“Searching” is the best way to solve common questions like this.
Do you really want to learn? Or you only want to ask to act like a learner.
CNN: TODO:for you
RNN: http://preview.d2l.ai/d2l-en/master/chapter_recurrent-neural-networks/bptt.html
How about:
x = np.linspace(- np.pi,np.pi,100)
x = torch.tensor(x, requires_grad=True)
y = torch.sin(x)
z = y.sum()
z.backward()
d2l.plot(x.detach(),(y.detach(),x.grad),legend = (('sin(x)','grad w.s.t x')))
My solution to the last exercise
import torch
import matplotlib.pyplot as plt
import numpy as np
import math
%matplotlib inline
x = torch.arange(0, 2*math.pi, 0.1)
x.requires_grad_(True)
y = torch.sin(x).sum().backward() #Derivando y respecto a x
dy_dx = x.grad
x = x.detach().numpy()
y = np.sin(x)
dy_dx = dy_dx.numpy()
fig = plt.figure()
plt.plot(x, y, ‘-’, label = ‘y = sin(x)’)
plt.plot(x, dy_dx, ‘–’, label =’ dy_dx = cos(x)’)
plt.axis(‘equal’)
leg = plt.legend();
x = torch.arange(-np.pi, np.pi, 0.1, requires_grad=True)
y = torch.sin(x)
y.sum().backward()
x.grad
Exercise 1. The second derivative is much more expensive because, for a function f with n variables, the Hessian Matrix has n² elements while the gradient vector has n elements. In other words, there are n² possible second order derivatives ( ∂²f/∂x1², ∂²f/∂x1∂x2, …) while there are n possible first order derivatives (∂f/∂x1, ∂f/∂x2, …, ∂f/∂xn).

● **EXERCISE**
Continue the forum thread on computing gradients in PyTorch, starting right after its last post. None of the entries are needed for this work.

● **ROWS**

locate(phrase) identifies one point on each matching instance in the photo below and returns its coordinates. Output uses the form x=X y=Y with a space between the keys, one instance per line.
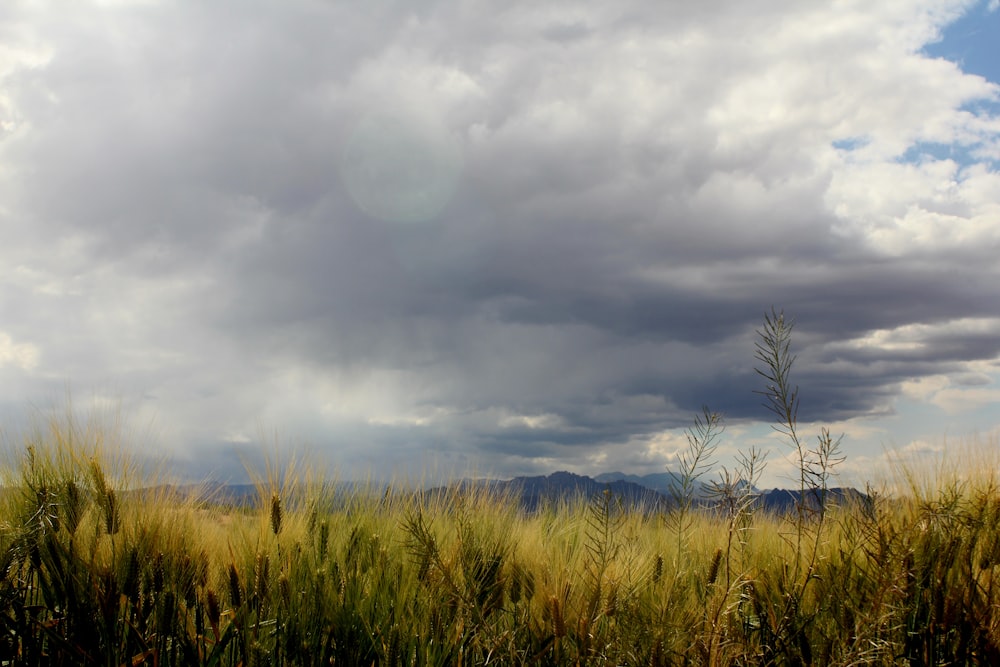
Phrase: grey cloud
x=603 y=242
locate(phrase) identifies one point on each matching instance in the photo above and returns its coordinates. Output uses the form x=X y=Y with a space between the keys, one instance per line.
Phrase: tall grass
x=101 y=564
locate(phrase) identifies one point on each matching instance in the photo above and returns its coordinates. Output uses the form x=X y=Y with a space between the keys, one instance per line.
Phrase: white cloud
x=24 y=356
x=623 y=189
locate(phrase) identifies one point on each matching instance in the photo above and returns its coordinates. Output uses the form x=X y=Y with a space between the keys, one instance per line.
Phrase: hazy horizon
x=516 y=238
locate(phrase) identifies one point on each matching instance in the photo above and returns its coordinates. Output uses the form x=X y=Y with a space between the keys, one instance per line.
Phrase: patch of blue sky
x=973 y=41
x=963 y=155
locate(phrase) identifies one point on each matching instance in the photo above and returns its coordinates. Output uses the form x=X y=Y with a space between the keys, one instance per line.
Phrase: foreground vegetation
x=99 y=565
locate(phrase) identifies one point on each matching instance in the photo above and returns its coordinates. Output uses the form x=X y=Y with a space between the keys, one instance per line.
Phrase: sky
x=500 y=238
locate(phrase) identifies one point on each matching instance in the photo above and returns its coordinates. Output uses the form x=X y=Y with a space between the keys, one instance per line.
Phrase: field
x=102 y=564
x=96 y=571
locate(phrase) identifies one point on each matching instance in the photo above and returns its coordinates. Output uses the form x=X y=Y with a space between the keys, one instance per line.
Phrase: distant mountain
x=566 y=485
x=646 y=493
x=662 y=482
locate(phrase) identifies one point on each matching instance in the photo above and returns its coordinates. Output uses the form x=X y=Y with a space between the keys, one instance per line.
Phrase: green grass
x=95 y=572
x=96 y=569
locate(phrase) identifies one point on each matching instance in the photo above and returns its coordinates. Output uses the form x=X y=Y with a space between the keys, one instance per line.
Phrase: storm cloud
x=519 y=236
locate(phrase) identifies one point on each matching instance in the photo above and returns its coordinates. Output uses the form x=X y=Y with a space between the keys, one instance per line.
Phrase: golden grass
x=103 y=565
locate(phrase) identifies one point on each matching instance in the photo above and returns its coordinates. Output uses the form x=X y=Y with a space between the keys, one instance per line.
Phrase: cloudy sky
x=512 y=237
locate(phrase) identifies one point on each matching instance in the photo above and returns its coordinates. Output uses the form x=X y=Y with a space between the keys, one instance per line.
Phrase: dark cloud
x=511 y=236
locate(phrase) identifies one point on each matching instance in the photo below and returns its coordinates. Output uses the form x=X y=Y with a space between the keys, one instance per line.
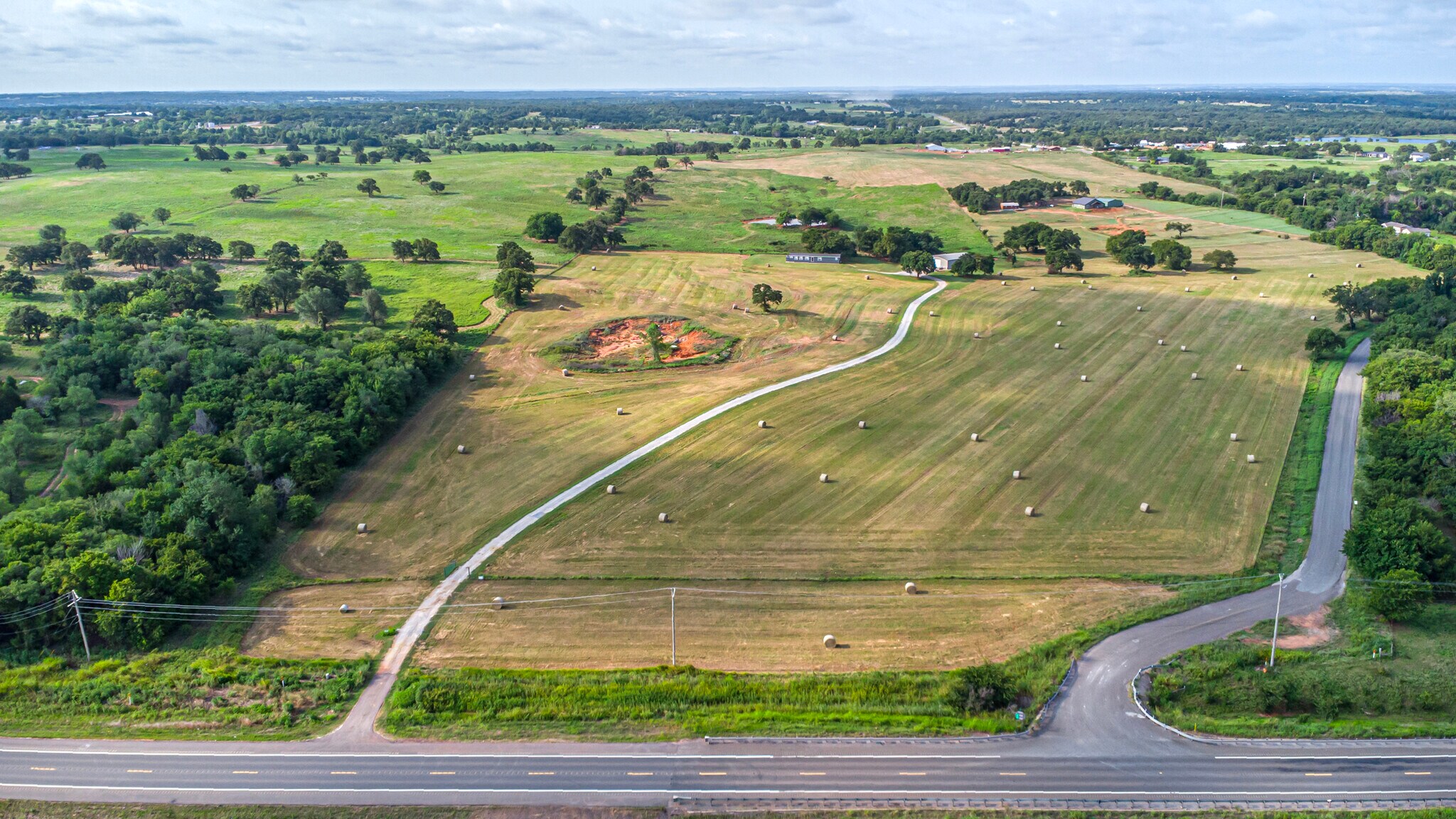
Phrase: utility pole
x=1279 y=601
x=76 y=606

● **ANSWER**
Backward for Non-Scalar Variables:
Seems, in the text, by calculating y.backward(torch.ones(len(x))), we contract the Jacobian over the 4 components of y(x). The Jacobian is a 4x4 matrix. I can extract each column via y.backward(torch.tensor([1,0,0,0])), #where i shift the 1 to each of the 4 column slots.
Is this best way to calculate the Jacobian?
My anwser for ex 2 3 4,welcom to tell me if you find any error
'''
ex.2
Aafter running the function for backpropagation, immediately run it again and see what hap-
pens. Why?
reference:
[https://blog.csdn.net/rothschild666/article/details/124170794](https://blog.csdn.net/rothschild666/article/details/124170794)
'''
import torch
x = torch.arange(4.0, requires_grad=True)
x.requires_grad_(True)
y = 2 * torch.dot(x, x)
y.backward(retain_graph=True)#need to set para = Ture
y.backward()
x.grad
out for ex2:
tensor([ 0., 8., 16., 24.])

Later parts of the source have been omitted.